Text passage

Thursday, August 7, 2014

Game of the Day (8/6/14)

Padres 5, Twins 4 (10). Minnesota started 12-year veteran Kevin Correia, who is getting pretty old and has been pretty bad so far this year. The Padres countered with a 27-year-old rookie making his eighth major league start. His name is Odrisamer Despaigne, which is unusual enough that I don't even think a baseball video game generating fictional future prospects could come up with it. (In particular, the first name is uncommon enough that Despaigne, who is not especially famous, is responsible for the entire first page of Google results when searching for "Odrisamer.")

Correia retired the Padres in order in the top of the first, and the Twins jumped out in front with a Brian Dozier single and a Trevor Plouffe homer. Correia was perfect again in the second, and Minnesota loaded the bases on singles by Eduardo Escobar and Eric Fryer and a one-out HBP of Danny Santana, but Despaigne induced a force at home from Dozier and got Plouffe to fly out, ending the inning.

Dataset entries

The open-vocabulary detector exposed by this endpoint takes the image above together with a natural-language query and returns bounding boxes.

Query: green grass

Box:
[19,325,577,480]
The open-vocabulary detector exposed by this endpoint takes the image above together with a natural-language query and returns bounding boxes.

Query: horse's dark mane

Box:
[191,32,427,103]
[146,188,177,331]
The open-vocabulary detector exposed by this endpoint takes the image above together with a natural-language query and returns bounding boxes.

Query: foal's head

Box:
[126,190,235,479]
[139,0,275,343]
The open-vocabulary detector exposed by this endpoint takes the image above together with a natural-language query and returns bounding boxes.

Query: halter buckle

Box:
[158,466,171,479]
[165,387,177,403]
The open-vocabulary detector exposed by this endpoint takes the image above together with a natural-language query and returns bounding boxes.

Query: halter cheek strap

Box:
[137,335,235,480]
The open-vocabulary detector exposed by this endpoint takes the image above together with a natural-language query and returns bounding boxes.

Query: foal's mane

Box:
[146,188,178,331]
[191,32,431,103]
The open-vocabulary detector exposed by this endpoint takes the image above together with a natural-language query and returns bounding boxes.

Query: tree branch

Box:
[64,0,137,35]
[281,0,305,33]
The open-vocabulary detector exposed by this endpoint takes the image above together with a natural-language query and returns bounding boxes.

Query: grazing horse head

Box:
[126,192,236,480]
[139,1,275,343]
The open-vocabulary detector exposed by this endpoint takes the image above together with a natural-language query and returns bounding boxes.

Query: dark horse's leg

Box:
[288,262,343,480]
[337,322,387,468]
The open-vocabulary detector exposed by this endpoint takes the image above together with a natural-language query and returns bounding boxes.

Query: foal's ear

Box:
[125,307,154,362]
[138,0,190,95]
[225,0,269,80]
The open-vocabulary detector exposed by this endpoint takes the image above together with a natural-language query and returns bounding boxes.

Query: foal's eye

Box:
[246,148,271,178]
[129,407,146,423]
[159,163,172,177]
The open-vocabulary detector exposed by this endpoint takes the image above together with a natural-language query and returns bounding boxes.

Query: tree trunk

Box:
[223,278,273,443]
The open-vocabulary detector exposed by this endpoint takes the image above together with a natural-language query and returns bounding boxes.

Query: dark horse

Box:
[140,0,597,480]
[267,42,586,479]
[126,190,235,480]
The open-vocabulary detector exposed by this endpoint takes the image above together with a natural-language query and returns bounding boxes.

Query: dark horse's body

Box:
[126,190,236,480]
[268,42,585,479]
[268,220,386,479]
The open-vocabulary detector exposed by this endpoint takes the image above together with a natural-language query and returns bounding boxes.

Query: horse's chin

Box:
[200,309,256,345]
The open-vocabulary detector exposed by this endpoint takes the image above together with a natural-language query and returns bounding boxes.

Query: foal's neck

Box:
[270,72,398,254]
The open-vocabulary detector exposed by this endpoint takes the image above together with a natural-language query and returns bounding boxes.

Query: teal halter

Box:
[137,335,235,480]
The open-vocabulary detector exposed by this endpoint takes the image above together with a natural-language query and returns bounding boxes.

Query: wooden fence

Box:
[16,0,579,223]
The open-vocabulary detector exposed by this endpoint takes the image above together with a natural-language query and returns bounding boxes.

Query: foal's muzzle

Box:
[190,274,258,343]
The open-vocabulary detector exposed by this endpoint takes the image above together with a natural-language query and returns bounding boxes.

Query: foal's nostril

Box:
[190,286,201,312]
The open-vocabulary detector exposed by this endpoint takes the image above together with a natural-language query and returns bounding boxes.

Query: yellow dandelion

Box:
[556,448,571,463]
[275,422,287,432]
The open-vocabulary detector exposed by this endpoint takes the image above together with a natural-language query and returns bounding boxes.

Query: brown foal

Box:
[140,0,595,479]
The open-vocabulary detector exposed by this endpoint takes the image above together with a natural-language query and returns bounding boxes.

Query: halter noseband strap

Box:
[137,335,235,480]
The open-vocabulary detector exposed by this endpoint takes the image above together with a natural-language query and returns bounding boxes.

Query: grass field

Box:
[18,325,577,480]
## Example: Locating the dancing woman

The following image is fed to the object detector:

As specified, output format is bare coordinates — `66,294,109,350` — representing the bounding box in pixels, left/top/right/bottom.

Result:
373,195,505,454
--
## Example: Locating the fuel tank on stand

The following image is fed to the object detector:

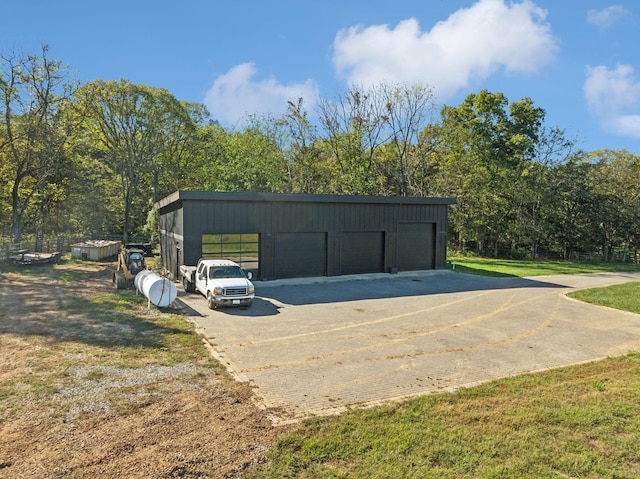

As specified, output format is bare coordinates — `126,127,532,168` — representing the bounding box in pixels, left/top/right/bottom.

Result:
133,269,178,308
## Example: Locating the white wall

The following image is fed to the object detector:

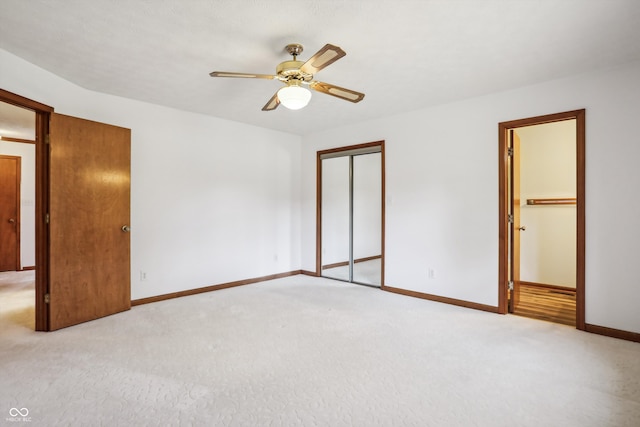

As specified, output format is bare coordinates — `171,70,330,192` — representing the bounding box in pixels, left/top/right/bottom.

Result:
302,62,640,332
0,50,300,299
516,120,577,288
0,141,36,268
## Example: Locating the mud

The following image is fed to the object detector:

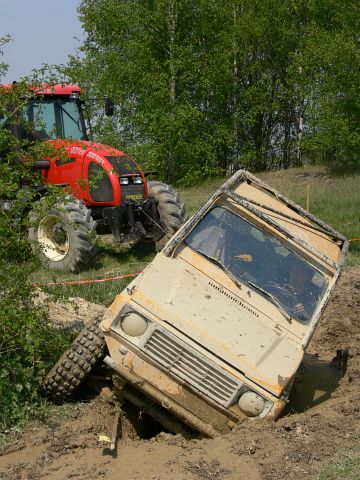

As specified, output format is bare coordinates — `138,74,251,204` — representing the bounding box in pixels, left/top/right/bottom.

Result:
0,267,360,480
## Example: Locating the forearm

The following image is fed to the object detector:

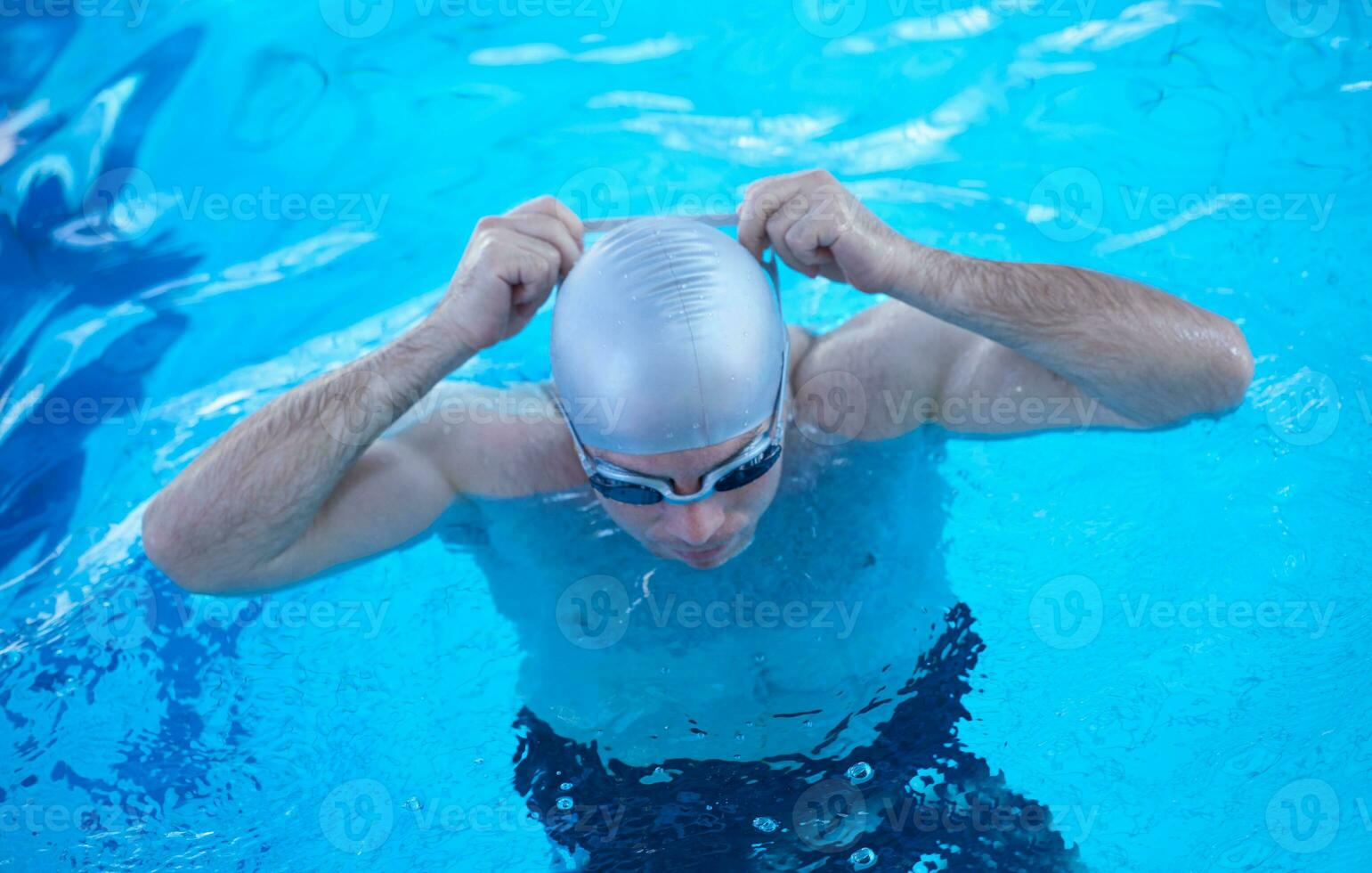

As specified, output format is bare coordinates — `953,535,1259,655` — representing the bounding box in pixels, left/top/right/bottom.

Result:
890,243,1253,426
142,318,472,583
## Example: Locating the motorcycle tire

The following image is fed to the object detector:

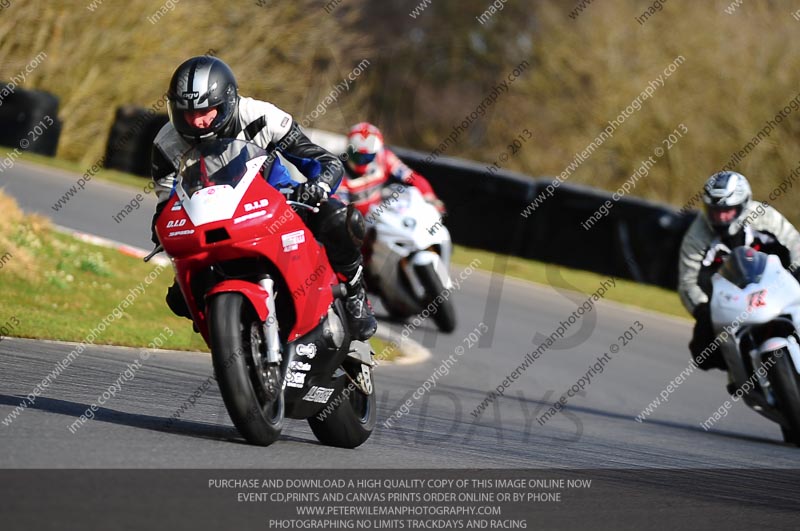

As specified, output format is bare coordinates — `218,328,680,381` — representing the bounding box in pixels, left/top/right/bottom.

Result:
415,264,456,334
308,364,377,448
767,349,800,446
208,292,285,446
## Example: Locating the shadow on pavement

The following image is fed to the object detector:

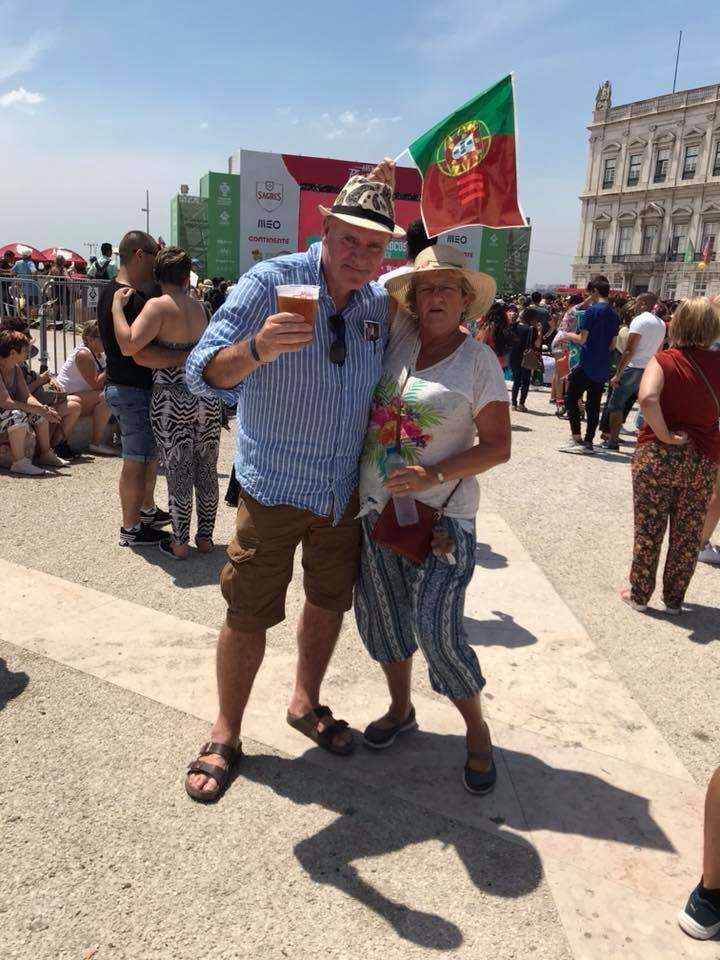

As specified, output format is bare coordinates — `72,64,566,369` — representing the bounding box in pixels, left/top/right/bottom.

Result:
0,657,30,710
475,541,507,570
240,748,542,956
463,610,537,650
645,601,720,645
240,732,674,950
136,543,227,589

Work item A
In the Padres–Twins game recap, who hit the homer that put Minnesota ahead in the first inning?
Work item B
Reproduce the part of the Padres–Twins game recap that opens with the words containing "Correia retired the" and closes with "ending the inning.".
Work item C
Take the Padres–Twins game recap further, picking up after its final sentence.
These records come from a separate source.

Result A
Trevor Plouffe

Result B
Correia retired the Padres in order in the top of the first, and the Twins jumped out in front with a Brian Dozier single and a Trevor Plouffe homer. Correia was perfect again in the second, and Minnesota loaded the bases on singles by Eduardo Escobar and Eric Fryer and a one-out HBP of Danny Santana, but Despaigne induced a force at home from Dozier and got Plouffe to fly out, ending the inning.

Result C
Yonder Alonso led off the third with a double and made it to third with one out, but was stranded there. In the fourth, however, the Padres picked up their first run on a Tommy Medica single and a Jedd Gyorko double. Despaigne allowed a Jordan Schafer single-and-steal, then walked Santana in the bottom of the fourth, but left both men on. Correia was perfect once more in the fifth, and the Twins restored the two-run lead in the bottom of the inning when Kennys Vargas singled, Chris Parmelee walked, and Escobar singled Vargas around.

San Diego rallied in the top of the sixth on a single by Everth Cabrera, a walk to Yangervis Solarte, an RBI double by Seth Smith, and a run-scoring groundout from Medica that tied the game at 3. Minnesota then responded once more as Santana was hit by a pitch, stole second, and scored on Plouffe's single. Alex Torres relieved Despaigne and got Vargas to ground out to end the inning.

Brian Duensing got into trouble in the top of the seventh, allowing an Alonso single and walking Rene Rivera; Jared Burton replaced him and promptly picked Alonso off of second to defuse the rally. Oswaldo Arcia led off the bottom of the seventh with a single, but Torres then induced a double play. Burton walked Smith and allowed a Medica single in the eighth before stranding both men, and Torres allowed a leadoff double to Fryer, then combined with Nick Vincent to leave him at second.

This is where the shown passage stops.